* _Coordinate annotation records_
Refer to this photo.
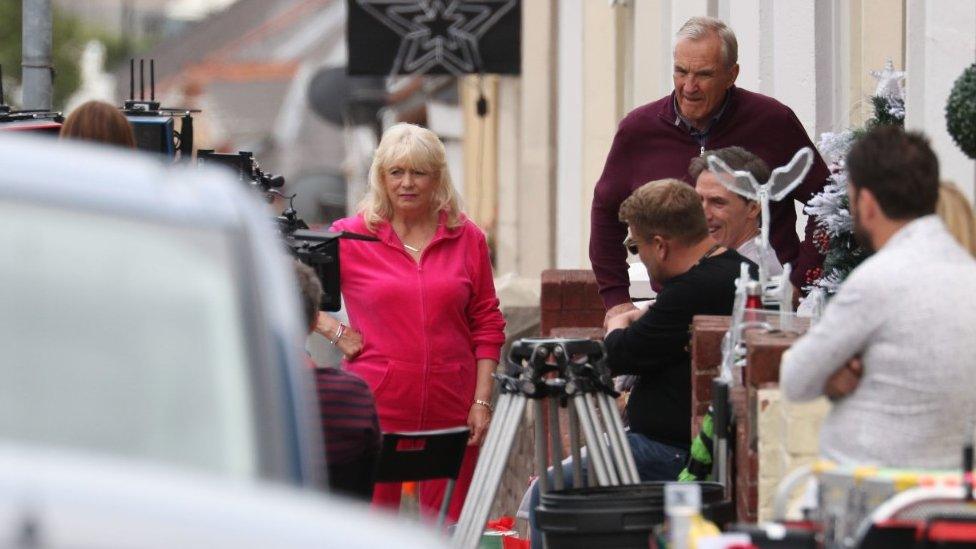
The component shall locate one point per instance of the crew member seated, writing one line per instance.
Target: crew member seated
(733, 220)
(668, 231)
(349, 422)
(894, 348)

* _EXERCISE DETAILS_
Extract every line of the data exactly; pictures stay out.

* _PROBLEM SOLUTION_
Refer to this photo.
The component shall locate one point per instance of the crew member seated, writing one line per instance.
Target: crew member seated
(733, 220)
(668, 231)
(349, 422)
(894, 348)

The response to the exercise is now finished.